Exercise description: The job is to find each line of the records below that includes the word "surfboard" and copy it.

[Referring expression grounding data]
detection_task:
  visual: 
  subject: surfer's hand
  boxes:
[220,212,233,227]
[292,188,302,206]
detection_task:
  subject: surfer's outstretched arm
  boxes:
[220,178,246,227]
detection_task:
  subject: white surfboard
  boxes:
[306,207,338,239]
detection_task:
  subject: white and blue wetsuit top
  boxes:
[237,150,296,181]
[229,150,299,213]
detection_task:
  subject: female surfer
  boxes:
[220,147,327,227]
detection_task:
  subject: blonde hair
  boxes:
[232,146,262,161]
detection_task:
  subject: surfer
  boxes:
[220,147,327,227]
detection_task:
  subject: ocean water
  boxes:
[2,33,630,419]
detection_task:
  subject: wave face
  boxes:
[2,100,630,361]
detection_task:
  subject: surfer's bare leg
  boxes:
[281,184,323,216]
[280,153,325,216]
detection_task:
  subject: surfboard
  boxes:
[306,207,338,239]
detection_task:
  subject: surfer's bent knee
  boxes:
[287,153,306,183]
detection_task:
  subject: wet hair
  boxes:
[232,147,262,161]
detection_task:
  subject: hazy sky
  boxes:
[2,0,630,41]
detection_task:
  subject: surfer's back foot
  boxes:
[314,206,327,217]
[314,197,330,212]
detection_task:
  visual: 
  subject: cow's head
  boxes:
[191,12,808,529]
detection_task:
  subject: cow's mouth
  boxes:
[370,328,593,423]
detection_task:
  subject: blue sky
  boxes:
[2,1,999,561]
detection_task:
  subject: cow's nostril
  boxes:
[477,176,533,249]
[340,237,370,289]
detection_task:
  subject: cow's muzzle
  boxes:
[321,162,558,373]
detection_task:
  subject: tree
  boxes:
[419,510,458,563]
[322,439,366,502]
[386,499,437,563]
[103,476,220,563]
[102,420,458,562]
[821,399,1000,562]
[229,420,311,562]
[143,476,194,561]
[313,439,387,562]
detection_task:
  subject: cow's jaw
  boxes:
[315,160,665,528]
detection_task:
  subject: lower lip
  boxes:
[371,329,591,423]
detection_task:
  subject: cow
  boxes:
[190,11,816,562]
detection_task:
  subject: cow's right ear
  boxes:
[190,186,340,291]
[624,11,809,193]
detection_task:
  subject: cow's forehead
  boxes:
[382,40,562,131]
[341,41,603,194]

Exercise output:
  subject: white surfboard
  subject: surfboard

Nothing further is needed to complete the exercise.